**Extracted entries:**

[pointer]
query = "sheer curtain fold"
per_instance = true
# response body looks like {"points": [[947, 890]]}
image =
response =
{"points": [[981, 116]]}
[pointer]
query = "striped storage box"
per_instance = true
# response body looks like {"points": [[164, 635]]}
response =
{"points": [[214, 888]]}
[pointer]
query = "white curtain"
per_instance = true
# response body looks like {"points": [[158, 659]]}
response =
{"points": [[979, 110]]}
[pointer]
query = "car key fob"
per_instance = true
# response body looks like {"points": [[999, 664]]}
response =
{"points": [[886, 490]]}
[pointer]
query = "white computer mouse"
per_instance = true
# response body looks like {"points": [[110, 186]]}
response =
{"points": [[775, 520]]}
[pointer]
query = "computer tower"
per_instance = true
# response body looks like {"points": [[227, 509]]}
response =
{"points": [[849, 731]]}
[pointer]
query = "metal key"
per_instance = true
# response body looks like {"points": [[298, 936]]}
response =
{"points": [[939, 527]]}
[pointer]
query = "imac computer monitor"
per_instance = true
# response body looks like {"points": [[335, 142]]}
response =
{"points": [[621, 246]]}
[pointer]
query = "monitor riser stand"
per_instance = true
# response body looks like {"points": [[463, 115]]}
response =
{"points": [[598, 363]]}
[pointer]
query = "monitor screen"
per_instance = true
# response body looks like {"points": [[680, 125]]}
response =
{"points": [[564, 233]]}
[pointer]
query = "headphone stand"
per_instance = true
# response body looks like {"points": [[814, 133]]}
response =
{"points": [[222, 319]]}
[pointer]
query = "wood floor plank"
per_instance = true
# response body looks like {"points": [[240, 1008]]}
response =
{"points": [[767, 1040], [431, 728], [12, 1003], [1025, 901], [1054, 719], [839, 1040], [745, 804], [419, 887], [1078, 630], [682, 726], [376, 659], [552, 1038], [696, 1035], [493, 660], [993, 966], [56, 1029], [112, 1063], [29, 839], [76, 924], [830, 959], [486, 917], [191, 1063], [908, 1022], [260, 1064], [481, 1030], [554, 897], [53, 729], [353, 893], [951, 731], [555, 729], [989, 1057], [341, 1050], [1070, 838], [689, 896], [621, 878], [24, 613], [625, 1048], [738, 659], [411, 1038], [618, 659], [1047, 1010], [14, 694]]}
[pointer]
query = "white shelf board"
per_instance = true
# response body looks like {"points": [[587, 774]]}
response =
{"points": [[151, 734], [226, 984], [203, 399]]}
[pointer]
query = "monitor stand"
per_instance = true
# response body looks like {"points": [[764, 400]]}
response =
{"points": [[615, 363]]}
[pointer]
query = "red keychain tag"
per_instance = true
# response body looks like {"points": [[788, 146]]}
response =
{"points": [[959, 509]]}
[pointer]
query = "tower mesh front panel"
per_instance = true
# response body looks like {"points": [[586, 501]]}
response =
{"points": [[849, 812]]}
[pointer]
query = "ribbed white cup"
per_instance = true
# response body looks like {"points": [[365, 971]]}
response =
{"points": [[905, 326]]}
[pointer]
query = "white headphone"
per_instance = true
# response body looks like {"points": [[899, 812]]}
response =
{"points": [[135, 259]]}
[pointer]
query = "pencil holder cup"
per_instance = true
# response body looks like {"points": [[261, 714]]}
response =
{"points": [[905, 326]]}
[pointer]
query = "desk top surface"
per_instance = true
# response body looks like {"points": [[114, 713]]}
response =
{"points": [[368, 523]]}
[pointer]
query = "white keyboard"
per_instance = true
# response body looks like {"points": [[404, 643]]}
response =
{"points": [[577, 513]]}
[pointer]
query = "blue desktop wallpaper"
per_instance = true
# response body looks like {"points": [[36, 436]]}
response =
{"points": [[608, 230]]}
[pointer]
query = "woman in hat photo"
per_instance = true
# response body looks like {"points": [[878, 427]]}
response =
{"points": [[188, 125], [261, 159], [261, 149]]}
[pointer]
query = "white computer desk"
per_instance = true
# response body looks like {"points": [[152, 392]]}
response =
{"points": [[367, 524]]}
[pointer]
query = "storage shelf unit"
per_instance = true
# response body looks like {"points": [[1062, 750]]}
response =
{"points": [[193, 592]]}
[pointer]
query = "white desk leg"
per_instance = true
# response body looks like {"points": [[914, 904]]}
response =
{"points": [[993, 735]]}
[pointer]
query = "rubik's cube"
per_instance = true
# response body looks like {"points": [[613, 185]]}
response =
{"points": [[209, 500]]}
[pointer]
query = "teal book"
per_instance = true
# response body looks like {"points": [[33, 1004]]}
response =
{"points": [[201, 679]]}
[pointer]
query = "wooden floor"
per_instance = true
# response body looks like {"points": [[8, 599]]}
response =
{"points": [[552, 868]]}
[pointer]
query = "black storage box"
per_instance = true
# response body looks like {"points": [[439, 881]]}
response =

**Task to complete:** Copy every record exactly, with nothing added or dropped.

**Exercise output:**
[pointer]
query = "sheer curtain fold"
per_instance = true
# response body looks like {"points": [[947, 890]]}
image =
response =
{"points": [[981, 116]]}
[pointer]
query = "striped storage box"
per_instance = true
# response body looks like {"points": [[164, 635]]}
response =
{"points": [[214, 888]]}
[pointer]
query = "white curtain"
per_instance = true
# response body looks like {"points": [[158, 659]]}
response =
{"points": [[979, 110]]}
[pointer]
query = "car key fob"
per_instance = true
# response body looks like {"points": [[999, 664]]}
response =
{"points": [[886, 490]]}
[pointer]
query = "white computer mouse"
per_instance = true
# response body looks like {"points": [[110, 186]]}
response =
{"points": [[775, 520]]}
[pointer]
query = "computer tower"
per_instance = true
# response body looks like {"points": [[227, 509]]}
response =
{"points": [[849, 731]]}
[pointer]
query = "metal key"
per_instance = true
# response body looks like {"points": [[298, 936]]}
response =
{"points": [[939, 527]]}
[pointer]
query = "imac computer monitor"
per_instance = true
# response body looks like {"points": [[335, 142]]}
response =
{"points": [[621, 246]]}
[pointer]
query = "monitor riser stand"
per_instance = true
# response body looks like {"points": [[463, 115]]}
response =
{"points": [[598, 363]]}
[pointer]
query = "monitor screen"
per_instance = true
# response body looks like {"points": [[680, 125]]}
response =
{"points": [[564, 233]]}
[pointer]
query = "headphone stand"
per_instance = true
# response body looks like {"points": [[814, 133]]}
response =
{"points": [[222, 319]]}
[pointer]
query = "wood floor plank"
per_instance = true
# response body looks like {"points": [[240, 1008]]}
response =
{"points": [[767, 1040], [431, 728], [12, 1003], [1025, 901], [1054, 719], [839, 1040], [745, 804], [419, 887], [1078, 630], [682, 726], [376, 659], [552, 1038], [696, 1035], [493, 660], [993, 966], [56, 1029], [112, 1063], [29, 839], [76, 924], [830, 959], [486, 917], [191, 1063], [908, 1022], [260, 1064], [481, 1030], [554, 897], [53, 729], [353, 893], [951, 731], [555, 729], [989, 1057], [341, 1050], [1070, 838], [689, 896], [621, 878], [24, 613], [625, 1048], [738, 659], [411, 1038], [618, 659], [1047, 1010], [14, 694]]}
[pointer]
query = "white shelf board"
per_instance = true
# response body looks like {"points": [[587, 774]]}
response =
{"points": [[151, 734], [226, 984], [203, 399]]}
[pointer]
query = "monitor stand"
per_instance = true
# response body looks like {"points": [[764, 400]]}
response =
{"points": [[615, 363]]}
[pointer]
query = "red keychain tag"
per_instance = true
# response body looks like {"points": [[788, 146]]}
response =
{"points": [[959, 509]]}
[pointer]
query = "tower mesh front panel"
per_instance = true
# response body looks like {"points": [[586, 501]]}
response =
{"points": [[849, 812]]}
[pointer]
query = "ribbed white cup"
per_instance = true
# response body looks like {"points": [[365, 971]]}
response =
{"points": [[905, 326]]}
[pointer]
query = "white headphone"
per_instance = true
# response body looks like {"points": [[899, 812]]}
response =
{"points": [[135, 259]]}
[pointer]
query = "pencil holder cup"
per_instance = true
# response body looks like {"points": [[261, 714]]}
response =
{"points": [[905, 326]]}
[pointer]
query = "desk top surface"
per_instance = true
# response body looks like {"points": [[114, 713]]}
response =
{"points": [[368, 523]]}
[pointer]
query = "white keyboard"
per_instance = true
# response body looks like {"points": [[404, 643]]}
response =
{"points": [[577, 513]]}
[pointer]
query = "blue desktop wallpaper"
per_instance = true
# response body looks like {"points": [[36, 436]]}
response =
{"points": [[608, 230]]}
[pointer]
query = "woman in hat photo"
per_instance = true
# response body looks like {"points": [[878, 427]]}
response =
{"points": [[188, 125], [261, 159], [261, 149]]}
[pointer]
query = "white computer desk"
per_instance = true
# response body looks like {"points": [[152, 392]]}
response =
{"points": [[367, 524]]}
[pointer]
query = "storage shelf unit"
per_instance = true
# response body looks like {"points": [[1062, 750]]}
response =
{"points": [[193, 592]]}
[pointer]
query = "white desk leg"
per_instance = true
# response body looks like {"points": [[914, 904]]}
response =
{"points": [[993, 735]]}
[pointer]
query = "rubik's cube"
per_instance = true
# response body looks like {"points": [[613, 185]]}
response =
{"points": [[209, 500]]}
[pointer]
query = "teal book"
per_instance = true
# response body looks like {"points": [[33, 1004]]}
response =
{"points": [[201, 679]]}
[pointer]
query = "wooden floor"
per_instance = true
# response body looks like {"points": [[8, 599]]}
response =
{"points": [[552, 868]]}
[pointer]
query = "black storage box"
per_instance = true
# response body looks like {"points": [[439, 881]]}
response =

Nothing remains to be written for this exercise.